* **Trecho do documento**
● ● ● ●

A concessão do Benefício de Prestação Continuada (BPC) para pessoas com deficiência não se resume apenas ao diagnóstico médico. O pilar central para o sucesso do requerimento, tanto na via administrativa quanto na judicial, reside na correta aplicação da Portaria Conjunta MDS/INSS nº 2, de 21 de setembro de 2015.
Esta norma estabelece os critérios, procedimentos e instrumentos para a avaliação social e médica, fundamentando-se no conceito de deficiência como uma interação entre impedimentos corporais e barreiras sociais.
O Conceito de Impedimento de Longo Prazo
A legislação define deficiência, para fins de BPC, como um impedimento de longo prazo de natureza física, mental, intelectual ou sensorial. A Portaria esclarece que "longo prazo" refere-se a efeitos que perdurem por pelo menos 2 anos.
Atenção: O prazo de 2 anos refere-se ao prognóstico da limitação e não a um tempo de carência. Um recém-nascido com uma patologia congênita grave ou uma pessoa que sofreu um acidente recente pode requerer o benefício imediatamente, desde que a documentação médica indique que as sequelas ou impedimentos persistirão por esse período.
A Estrutura da Avaliação: Fatores Ambientais e Sociais
Muitos advogados focam excessivamente nos exames médicos e negligenciam a avaliação social. A Portaria nº 2/2015 detalha domínios específicos que devem ser analisados pelo Assistente Social e que, muitas vezes, são decisivos para a pontuação final.

● ● ● ●

[Itens de um conjunto de dados]
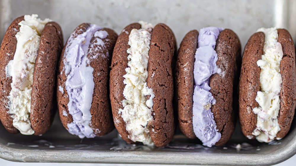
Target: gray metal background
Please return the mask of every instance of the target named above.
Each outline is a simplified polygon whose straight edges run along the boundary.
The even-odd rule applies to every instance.
[[[293,0],[2,0],[0,5],[1,40],[14,19],[32,13],[59,23],[65,42],[82,22],[110,27],[119,33],[126,25],[139,20],[166,23],[178,45],[189,30],[208,26],[233,29],[242,49],[261,27],[286,28],[294,42],[296,39],[296,1]],[[0,125],[0,157],[23,162],[269,165],[296,153],[295,123],[285,137],[271,144],[246,139],[237,125],[223,147],[203,147],[177,130],[168,147],[157,148],[128,145],[118,137],[115,130],[105,136],[81,140],[68,133],[57,116],[49,131],[41,137],[11,134]],[[238,144],[241,148],[236,148]]]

● ● ● ●

* **Instruções da tarefa**
Dê continuidade ao texto sobre a avaliação para o BPC a partir da última frase apresentada. Os dados não têm nenhum papel nesta atividade.

* **Resposta do exercício**
A análise é dividida em componentes que qualificam o grau de restrição (de 0 a 4):
- Fatores Ambientais: Avalia as condições de moradia, saneamento, acesso a serviços públicos e a tecnologia assistiva.
- Atividades e Participação: Analisa como a pessoa interage na vida doméstica, interpessoal, educacional e comunitária.
Aplicação Prática: Visão Monocular e TEA
A simples apresentação de um laudo com CID de Visão Monocular ou Transtorno do Espectro Autista (TEA) não garante o benefício automaticamente. A análise deve ser individualizada e contextualizada, focando nas barreiras.
O Caso da Visão Monocular
A deficiência deve ser analisada sob a ótica da desigualdade que ela provoca.
- Exemplo Prático: Um motorista profissional de 60 anos que perde a visão de um olho enfrenta uma barreira profissional intransponível e uma dificuldade imensa de recolocação no mercado de trabalho. A sua deficiência gera uma desigualdade social grave.
- Contraponto: Uma pessoa com a mesma condição, mas com alta qualificação em uma área que não exige visão binocular e com recursos financeiros, pode não enfrentar as mesmas barreiras para sua subsistência.
Transtorno do Espectro Autista (TEA)
No caso do autismo, a avaliação deve focar no suporte necessário. Existem graus de suporte (níveis 1, 2 e 3) e o impacto na dinâmica familiar é um fator preponderante.
- Argumentação: É necessário demonstrar se a criança ou adulto necessita de supervisão constante, se há barreiras no acesso à escola (falta de mediador), se a mãe ou cuidador está impedido de trabalhar para prestar cuidados, e como se dá a socialização.
O Papel do Advogado na Avaliação Social
O advogado deve atuar como um fiscal da aplicação da Portaria nº 2/2015. Ao analisar o processo administrativo indeferido, é essencial comparar as respostas dadas no formulário de avaliação social com a realidade do cliente.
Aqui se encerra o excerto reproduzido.